**YOUR INSTRUCTIONS:** Restate the data exactly as given and keep the pictures out.

## START RECORD LIST

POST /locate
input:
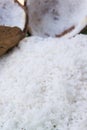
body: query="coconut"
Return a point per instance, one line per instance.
(12, 14)
(57, 18)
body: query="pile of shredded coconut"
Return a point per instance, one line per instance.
(43, 85)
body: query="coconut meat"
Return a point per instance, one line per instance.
(56, 17)
(11, 14)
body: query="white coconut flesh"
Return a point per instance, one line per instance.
(11, 14)
(57, 17)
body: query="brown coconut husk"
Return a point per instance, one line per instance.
(9, 37)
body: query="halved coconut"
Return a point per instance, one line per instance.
(57, 17)
(12, 14)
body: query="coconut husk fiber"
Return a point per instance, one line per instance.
(9, 37)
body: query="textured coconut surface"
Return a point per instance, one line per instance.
(43, 85)
(11, 14)
(9, 37)
(57, 17)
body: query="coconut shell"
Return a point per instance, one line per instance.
(9, 37)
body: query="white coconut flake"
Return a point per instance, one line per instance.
(11, 14)
(57, 17)
(43, 85)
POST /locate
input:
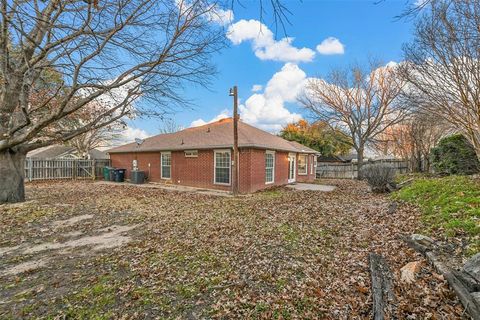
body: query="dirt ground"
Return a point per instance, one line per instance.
(81, 250)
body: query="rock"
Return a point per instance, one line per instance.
(392, 207)
(409, 271)
(476, 296)
(472, 267)
(423, 240)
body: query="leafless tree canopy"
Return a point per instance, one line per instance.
(114, 51)
(443, 68)
(362, 102)
(413, 138)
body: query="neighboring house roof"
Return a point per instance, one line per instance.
(62, 151)
(214, 135)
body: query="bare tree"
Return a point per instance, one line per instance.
(120, 51)
(362, 102)
(412, 139)
(443, 65)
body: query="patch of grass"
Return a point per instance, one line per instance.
(93, 302)
(451, 204)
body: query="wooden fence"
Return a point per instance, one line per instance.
(350, 170)
(54, 169)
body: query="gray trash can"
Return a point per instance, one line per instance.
(137, 177)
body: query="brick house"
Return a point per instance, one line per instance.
(202, 157)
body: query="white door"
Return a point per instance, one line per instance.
(291, 168)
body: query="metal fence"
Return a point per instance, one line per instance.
(63, 168)
(350, 170)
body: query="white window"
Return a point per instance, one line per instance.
(166, 170)
(269, 167)
(222, 167)
(191, 153)
(302, 164)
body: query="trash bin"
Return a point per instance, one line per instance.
(137, 177)
(111, 172)
(106, 173)
(120, 175)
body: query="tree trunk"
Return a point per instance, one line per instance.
(12, 174)
(359, 163)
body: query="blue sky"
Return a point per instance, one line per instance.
(362, 27)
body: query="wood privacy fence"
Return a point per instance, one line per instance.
(63, 168)
(350, 170)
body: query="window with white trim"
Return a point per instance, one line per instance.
(191, 153)
(222, 166)
(269, 167)
(302, 164)
(166, 170)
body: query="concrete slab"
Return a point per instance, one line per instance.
(170, 187)
(311, 187)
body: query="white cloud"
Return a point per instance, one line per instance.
(331, 46)
(129, 135)
(200, 122)
(257, 87)
(267, 110)
(264, 44)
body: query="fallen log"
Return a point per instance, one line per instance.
(382, 287)
(467, 298)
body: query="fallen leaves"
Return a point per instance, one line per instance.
(276, 254)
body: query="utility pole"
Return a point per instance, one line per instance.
(236, 163)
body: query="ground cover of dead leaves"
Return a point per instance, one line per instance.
(275, 254)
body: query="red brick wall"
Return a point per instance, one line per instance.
(252, 170)
(195, 172)
(198, 172)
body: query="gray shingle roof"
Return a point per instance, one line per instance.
(213, 136)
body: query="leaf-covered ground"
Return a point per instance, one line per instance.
(125, 252)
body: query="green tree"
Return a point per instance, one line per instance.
(455, 155)
(318, 136)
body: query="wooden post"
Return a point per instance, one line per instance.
(93, 169)
(235, 143)
(74, 165)
(30, 169)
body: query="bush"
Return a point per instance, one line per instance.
(455, 155)
(450, 205)
(379, 176)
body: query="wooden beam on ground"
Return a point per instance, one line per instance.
(467, 298)
(384, 301)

## END RECORD LIST

**RESULT FOR THIS TASK:**
POST /locate
input:
body: query="coconut"
Return a point per instance, one line per instance.
(12, 14)
(57, 18)
body: query="pile of shredded coconut"
Return a point per instance, one line per instance.
(43, 85)
body: query="coconut meat"
Return a point per instance, one line per instance.
(56, 17)
(11, 14)
body: query="white coconut flesh"
Return a point per instance, one line per instance.
(11, 14)
(57, 17)
body: query="brown coconut husk"
Return a point per instance, one line per instance.
(9, 37)
body: query="halved coconut"
Return a point per instance, one line per instance.
(57, 17)
(12, 14)
body: query="coconut husk fiber"
Return a point per instance, one line per instance.
(9, 37)
body: query="textured coconut surface"
Return a point per instance, one line per instance.
(43, 85)
(11, 14)
(9, 37)
(57, 17)
body: query="coconut shell"
Return a point per instance, one line per instance.
(9, 37)
body: query="white coconut flake"
Return a point per instance, one line per instance.
(11, 14)
(57, 17)
(43, 85)
POST /locate
input:
body: query="dirt ground"
Return a point per instance, one line per instance.
(81, 250)
body: query="rock"
Return a point per instance, one line per instance.
(392, 207)
(409, 271)
(476, 296)
(472, 267)
(423, 240)
body: query="leafless tree canopy"
Return a point per instance, one line per instance.
(114, 51)
(443, 68)
(362, 102)
(413, 138)
body: query="neighboring house roof"
Return a point per instance, one line per instance.
(62, 151)
(214, 135)
body: query="bare tree"
Return a point per instance, one line per instance.
(120, 51)
(362, 102)
(412, 139)
(443, 65)
body: query="patch of grass"
Return a point per instance, one line per instance.
(93, 302)
(451, 204)
body: query="wooden fence"
Return a point per instance, one line per instance.
(350, 170)
(54, 169)
body: query="gray trash can"
Return a point per instance, one line per instance.
(137, 177)
body: query="brick house"
Return a point per instance, one line per instance.
(202, 157)
body: query="white door"
Return a point per instance, one line per instance.
(291, 168)
body: query="metal fence"
Return a point per instance, one line per instance.
(63, 168)
(350, 170)
body: query="white window"
Return a point per instance, one line per instance.
(166, 170)
(269, 167)
(222, 167)
(191, 153)
(302, 164)
body: query="trash bin"
Return a point per instance, one line per instance.
(137, 177)
(111, 172)
(106, 173)
(120, 175)
body: query="tree trunk"
Return a point per instance, one line per instance.
(12, 174)
(359, 163)
body: query="blue sky"
Return a point per instance, one line per instance.
(362, 27)
body: query="wood privacy fence"
Return a point per instance, one line per instance.
(63, 168)
(350, 170)
body: query="window with white trim"
Return a point per instance, one line per instance.
(191, 153)
(222, 166)
(269, 167)
(302, 164)
(166, 170)
body: query="concrete slab"
Return a point per instance, one line per instance.
(170, 187)
(311, 187)
body: query="white cloud"
Return a point per instance, one line per instance.
(331, 46)
(129, 135)
(200, 122)
(257, 87)
(267, 110)
(264, 44)
body: query="fallen log"
Return a point per instance, one line per instance.
(382, 287)
(467, 298)
body: query="fallen leaves"
Return a point per instance, one line per instance.
(276, 254)
body: query="utility pole"
Return a point per instance, one line per instance.
(236, 163)
body: query="ground cover of dead leaves"
Return a point per instance, one line per instance.
(275, 254)
body: query="red brick wall"
Return a point per instance, one line per instance.
(252, 170)
(195, 172)
(198, 172)
body: query="gray shingle roof"
Return a point per instance, one line per instance.
(213, 136)
body: query="leaf-covered ground"
Return a point per instance, one line per instance.
(125, 252)
body: query="green tree"
Return a point per instance, one line per instance.
(455, 155)
(318, 136)
body: query="wooden post"
Return a point per instance, one line per instance.
(93, 169)
(235, 143)
(74, 165)
(30, 169)
body: query="bush"
Return a point per instance, one line per instance.
(455, 155)
(450, 205)
(379, 176)
body: query="wooden beam on ground"
Return a point per instance, one line per instance.
(467, 298)
(384, 301)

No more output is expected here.